* SET EXERCISE A: From the listing below, extract every line that contains the word "bluebell", matching case exactly.

* EXCERPT PROVIDED:
################

The goal of achieving closed-loop automation for network services is important in today’s networks, but the time has come to move the discussion to the next level, defining Service Level Agreements (SLAs) and metrics for closed-loop automation. The three relevant metrics for closed-loop automation are Mean Time To Detect (MTTD), Mean Time To Identify (MTTI), and Mean Time To Repair (MTTR). These metrics will define the effectiveness of a closed-loop automation solution.
Cisco Crosswork™ applications, which include Health Insights, Change Automation, and Network Services Orchestrator (NSO) and any Incident Management application, can help Service Providers achieve the desired SLAs for the key metrics for successful closed-loop automation. Let’s explore how to achieve these outcomes.
● Mean Time to Detect (MTTD)

################

* SOURCE MATERIAL:

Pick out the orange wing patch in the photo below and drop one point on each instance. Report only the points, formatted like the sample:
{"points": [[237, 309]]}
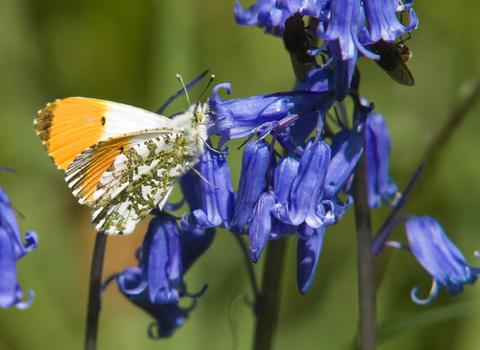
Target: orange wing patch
{"points": [[86, 170], [67, 127]]}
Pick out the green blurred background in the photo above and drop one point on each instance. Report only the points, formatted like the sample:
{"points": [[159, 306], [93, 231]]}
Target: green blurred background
{"points": [[129, 52]]}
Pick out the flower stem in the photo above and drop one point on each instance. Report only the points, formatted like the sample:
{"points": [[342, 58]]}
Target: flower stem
{"points": [[93, 308], [366, 259], [248, 262], [268, 305], [469, 94]]}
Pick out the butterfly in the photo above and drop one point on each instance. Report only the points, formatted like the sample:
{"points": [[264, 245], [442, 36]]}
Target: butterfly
{"points": [[120, 160]]}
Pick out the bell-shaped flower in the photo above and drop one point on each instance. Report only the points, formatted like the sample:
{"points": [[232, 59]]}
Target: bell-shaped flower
{"points": [[248, 116], [380, 184], [168, 316], [156, 285], [12, 248], [216, 197], [347, 147], [264, 14], [439, 257], [252, 184], [308, 253], [382, 22]]}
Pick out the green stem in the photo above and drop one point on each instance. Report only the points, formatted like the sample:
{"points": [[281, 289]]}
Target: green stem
{"points": [[93, 308], [366, 259], [268, 305]]}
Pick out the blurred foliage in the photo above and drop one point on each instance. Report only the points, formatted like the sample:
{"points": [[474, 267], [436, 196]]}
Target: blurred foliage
{"points": [[130, 51]]}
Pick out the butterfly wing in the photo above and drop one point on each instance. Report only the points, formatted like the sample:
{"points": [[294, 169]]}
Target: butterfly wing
{"points": [[85, 171], [140, 179], [67, 127]]}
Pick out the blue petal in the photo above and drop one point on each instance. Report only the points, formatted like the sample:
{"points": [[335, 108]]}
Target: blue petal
{"points": [[438, 255], [242, 117], [307, 188], [264, 14], [161, 259], [251, 185], [217, 203], [261, 225], [382, 22], [347, 147], [194, 244], [308, 253]]}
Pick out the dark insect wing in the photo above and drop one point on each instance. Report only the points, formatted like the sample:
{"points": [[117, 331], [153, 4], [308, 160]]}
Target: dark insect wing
{"points": [[393, 59], [295, 39]]}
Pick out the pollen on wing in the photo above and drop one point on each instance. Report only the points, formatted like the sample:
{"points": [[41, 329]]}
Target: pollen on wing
{"points": [[43, 123]]}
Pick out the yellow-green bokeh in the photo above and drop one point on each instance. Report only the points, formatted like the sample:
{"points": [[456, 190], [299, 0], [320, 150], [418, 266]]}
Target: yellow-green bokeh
{"points": [[129, 52]]}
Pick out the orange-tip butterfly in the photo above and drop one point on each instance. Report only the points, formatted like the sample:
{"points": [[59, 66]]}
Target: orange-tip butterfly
{"points": [[120, 160]]}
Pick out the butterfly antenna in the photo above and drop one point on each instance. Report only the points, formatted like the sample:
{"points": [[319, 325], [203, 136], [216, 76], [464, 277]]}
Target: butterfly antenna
{"points": [[212, 78], [179, 77]]}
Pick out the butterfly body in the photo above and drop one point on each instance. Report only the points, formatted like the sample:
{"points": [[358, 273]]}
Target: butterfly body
{"points": [[120, 160]]}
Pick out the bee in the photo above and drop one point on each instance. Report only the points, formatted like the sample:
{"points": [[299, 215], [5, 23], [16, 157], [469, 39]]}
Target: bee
{"points": [[393, 60], [295, 38]]}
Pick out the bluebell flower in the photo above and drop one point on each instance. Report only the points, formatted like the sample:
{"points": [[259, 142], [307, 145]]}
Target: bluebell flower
{"points": [[156, 285], [347, 147], [263, 113], [382, 22], [261, 224], [12, 248], [380, 185], [211, 203], [263, 14], [252, 184], [304, 202], [439, 257], [308, 253]]}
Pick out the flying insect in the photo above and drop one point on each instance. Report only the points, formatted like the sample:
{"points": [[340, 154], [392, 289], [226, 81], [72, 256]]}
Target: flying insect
{"points": [[393, 60]]}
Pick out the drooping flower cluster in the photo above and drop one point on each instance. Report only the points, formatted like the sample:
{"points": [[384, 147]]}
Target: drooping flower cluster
{"points": [[156, 285], [341, 26], [12, 248], [297, 182]]}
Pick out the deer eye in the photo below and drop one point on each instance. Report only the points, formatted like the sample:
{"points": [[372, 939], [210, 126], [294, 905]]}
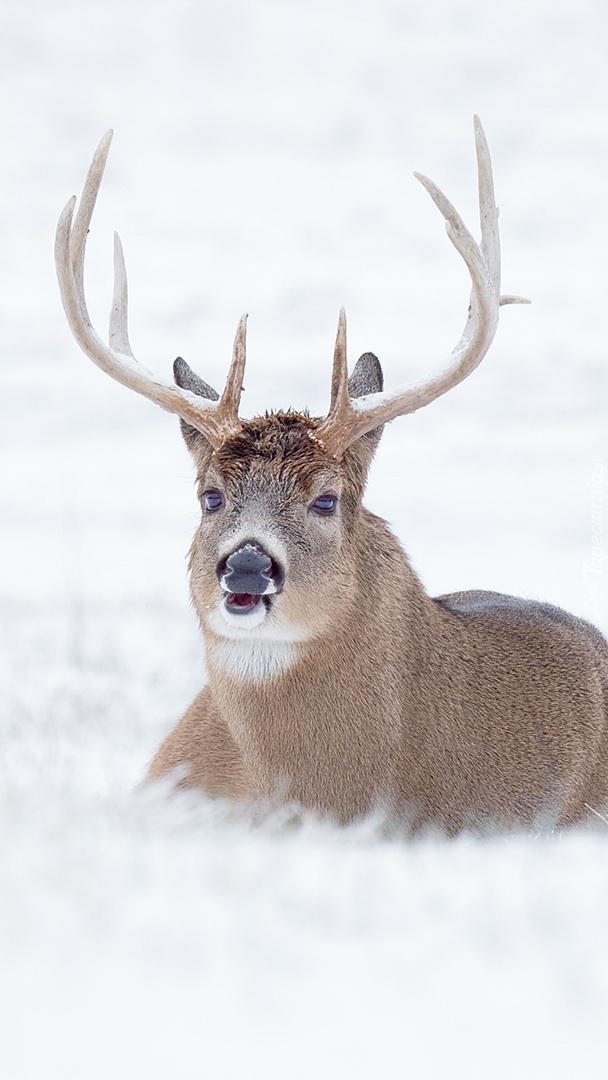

################

* SET EXERCISE B: Continue the passage on closed-loop automation metrics from where it stops.

* RESPONSE A:
Pick out the bluebell flower in the photo above and drop one point on each instance. Report only the points, formatted like the sample:
Target: bluebell flower

* RESPONSE B:
The first step to fixing network service is to detect the issues affecting the network service in real time. This involves identifying the objects of the network service to be monitored and initiating monitoring of the objects as part of service activation.
Cisco Crosswork Health Insights: Cisco Crosswork Health Insights is a network health application that performs real-time Key Performance Indicator (KPI) monitoring, alerting, and troubleshooting. Cisco Crosswork Health Insights enables defining the right set of Key Performance Indicators (KPIs), a data construct that captures network device objects health metrics. KPIs allow monitoring objects related to the network service, allowing customization of KPI thresholds, monitoring the KPI’s and raising alerts if the thresholds are exceeded. These KPI’s can be enabled as part of service provisioning using Cisco Network Services Orchestrator (NSO), thus monitoring the health of the network service from the time it is commissioned.
● Mean Time to Identify (MTTI)
Finding which network services are affected and correlating it to the alerts is where network operators spend most of their time. MTTI can be significantly reduced if the application can directly correlate the alerts to the specific Network service instances.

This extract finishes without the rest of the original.